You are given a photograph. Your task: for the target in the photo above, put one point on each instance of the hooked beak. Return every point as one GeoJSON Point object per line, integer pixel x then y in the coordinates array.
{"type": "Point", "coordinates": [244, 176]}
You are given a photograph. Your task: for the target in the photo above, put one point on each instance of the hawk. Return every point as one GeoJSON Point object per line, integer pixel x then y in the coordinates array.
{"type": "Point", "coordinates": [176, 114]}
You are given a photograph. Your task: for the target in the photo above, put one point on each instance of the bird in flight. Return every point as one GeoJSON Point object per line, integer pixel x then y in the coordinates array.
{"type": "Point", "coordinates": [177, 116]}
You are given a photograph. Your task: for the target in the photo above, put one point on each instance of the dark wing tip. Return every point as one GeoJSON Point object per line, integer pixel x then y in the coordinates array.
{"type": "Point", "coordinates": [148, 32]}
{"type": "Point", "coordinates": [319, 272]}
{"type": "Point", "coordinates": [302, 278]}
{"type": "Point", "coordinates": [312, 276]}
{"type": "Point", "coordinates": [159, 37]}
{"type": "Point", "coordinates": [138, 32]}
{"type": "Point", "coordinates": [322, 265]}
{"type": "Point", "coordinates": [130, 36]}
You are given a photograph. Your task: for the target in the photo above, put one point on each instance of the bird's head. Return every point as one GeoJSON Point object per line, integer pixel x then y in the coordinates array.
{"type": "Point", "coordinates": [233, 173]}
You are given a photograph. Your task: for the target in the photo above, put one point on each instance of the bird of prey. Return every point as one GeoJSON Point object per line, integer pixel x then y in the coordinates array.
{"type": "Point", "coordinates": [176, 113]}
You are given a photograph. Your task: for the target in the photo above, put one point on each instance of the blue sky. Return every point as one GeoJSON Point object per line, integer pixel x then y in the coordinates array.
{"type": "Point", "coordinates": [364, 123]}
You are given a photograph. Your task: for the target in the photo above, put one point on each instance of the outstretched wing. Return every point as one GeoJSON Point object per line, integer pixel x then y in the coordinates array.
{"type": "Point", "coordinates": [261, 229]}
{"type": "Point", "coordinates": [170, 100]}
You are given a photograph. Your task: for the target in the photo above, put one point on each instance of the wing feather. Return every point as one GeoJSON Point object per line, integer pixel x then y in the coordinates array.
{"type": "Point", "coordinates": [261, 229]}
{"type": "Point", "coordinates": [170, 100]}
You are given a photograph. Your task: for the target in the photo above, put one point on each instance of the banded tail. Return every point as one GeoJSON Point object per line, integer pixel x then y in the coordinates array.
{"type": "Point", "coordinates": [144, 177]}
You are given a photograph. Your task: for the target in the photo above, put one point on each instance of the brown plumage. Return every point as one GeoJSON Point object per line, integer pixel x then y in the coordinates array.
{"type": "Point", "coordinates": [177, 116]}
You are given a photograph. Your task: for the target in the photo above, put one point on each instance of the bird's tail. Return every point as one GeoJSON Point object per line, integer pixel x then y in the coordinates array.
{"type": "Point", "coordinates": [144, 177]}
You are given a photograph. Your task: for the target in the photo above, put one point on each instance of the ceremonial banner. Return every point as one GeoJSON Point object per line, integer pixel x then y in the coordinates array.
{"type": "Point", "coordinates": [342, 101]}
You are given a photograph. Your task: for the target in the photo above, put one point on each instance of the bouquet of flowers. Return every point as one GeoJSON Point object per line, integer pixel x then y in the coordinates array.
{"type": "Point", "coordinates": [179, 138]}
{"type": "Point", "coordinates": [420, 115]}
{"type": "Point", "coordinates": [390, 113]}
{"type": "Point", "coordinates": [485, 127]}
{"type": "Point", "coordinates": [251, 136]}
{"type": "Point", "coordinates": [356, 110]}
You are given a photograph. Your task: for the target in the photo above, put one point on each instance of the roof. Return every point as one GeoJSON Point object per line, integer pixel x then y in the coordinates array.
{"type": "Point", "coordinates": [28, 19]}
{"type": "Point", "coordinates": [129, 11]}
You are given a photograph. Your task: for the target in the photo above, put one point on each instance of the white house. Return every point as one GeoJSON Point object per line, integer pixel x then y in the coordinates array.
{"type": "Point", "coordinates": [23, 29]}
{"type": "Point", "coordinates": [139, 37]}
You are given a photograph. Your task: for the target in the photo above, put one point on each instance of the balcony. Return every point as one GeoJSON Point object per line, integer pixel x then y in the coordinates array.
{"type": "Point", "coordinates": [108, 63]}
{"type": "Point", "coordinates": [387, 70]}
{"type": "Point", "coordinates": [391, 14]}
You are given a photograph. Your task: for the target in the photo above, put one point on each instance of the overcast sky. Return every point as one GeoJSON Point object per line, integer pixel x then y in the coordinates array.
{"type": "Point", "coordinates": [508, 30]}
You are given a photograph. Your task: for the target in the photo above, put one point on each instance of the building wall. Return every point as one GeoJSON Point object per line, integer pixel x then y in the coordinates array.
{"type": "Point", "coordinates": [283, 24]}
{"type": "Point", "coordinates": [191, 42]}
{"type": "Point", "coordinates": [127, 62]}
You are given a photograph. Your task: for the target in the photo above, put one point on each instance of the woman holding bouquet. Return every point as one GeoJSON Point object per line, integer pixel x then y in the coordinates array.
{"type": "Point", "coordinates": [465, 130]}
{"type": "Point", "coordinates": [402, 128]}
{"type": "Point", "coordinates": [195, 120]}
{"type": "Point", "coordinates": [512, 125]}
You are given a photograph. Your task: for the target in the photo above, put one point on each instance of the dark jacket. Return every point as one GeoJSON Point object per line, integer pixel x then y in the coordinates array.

┄┄┄┄┄┄┄┄┄┄

TO DO :: The result should be the lines from the line with "of the overcast" to the last line of the material, returned exactly and without any other line.

SOLUTION BELOW ::
You are given a photograph. Your task: for the target in the photo above, put one point on each instance of the overcast sky. Return every point as one GeoJSON Point object per line, integer pixel x then y in the coordinates array.
{"type": "Point", "coordinates": [508, 30]}
You are given a photograph. Your task: for the target in the photo above, put one point on each instance of the building wall. Return every point as one GeoJSON Point object per line, integer pixel x then y in the coordinates array.
{"type": "Point", "coordinates": [283, 24]}
{"type": "Point", "coordinates": [191, 42]}
{"type": "Point", "coordinates": [127, 62]}
You are given a photograph. Your task: for the target in the photo above, put one point on each instance of the woman holding bouquet. Return every point as one GeoJSON Point object per line, integer pixel x then y in the coordinates array.
{"type": "Point", "coordinates": [465, 130]}
{"type": "Point", "coordinates": [402, 128]}
{"type": "Point", "coordinates": [195, 120]}
{"type": "Point", "coordinates": [512, 125]}
You are given a photograph. Your task: for the target in the photo above, put one point on each instance of the dark jacket. Return every point as one GeoJSON Point object per line, integer pixel x then y in the coordinates array.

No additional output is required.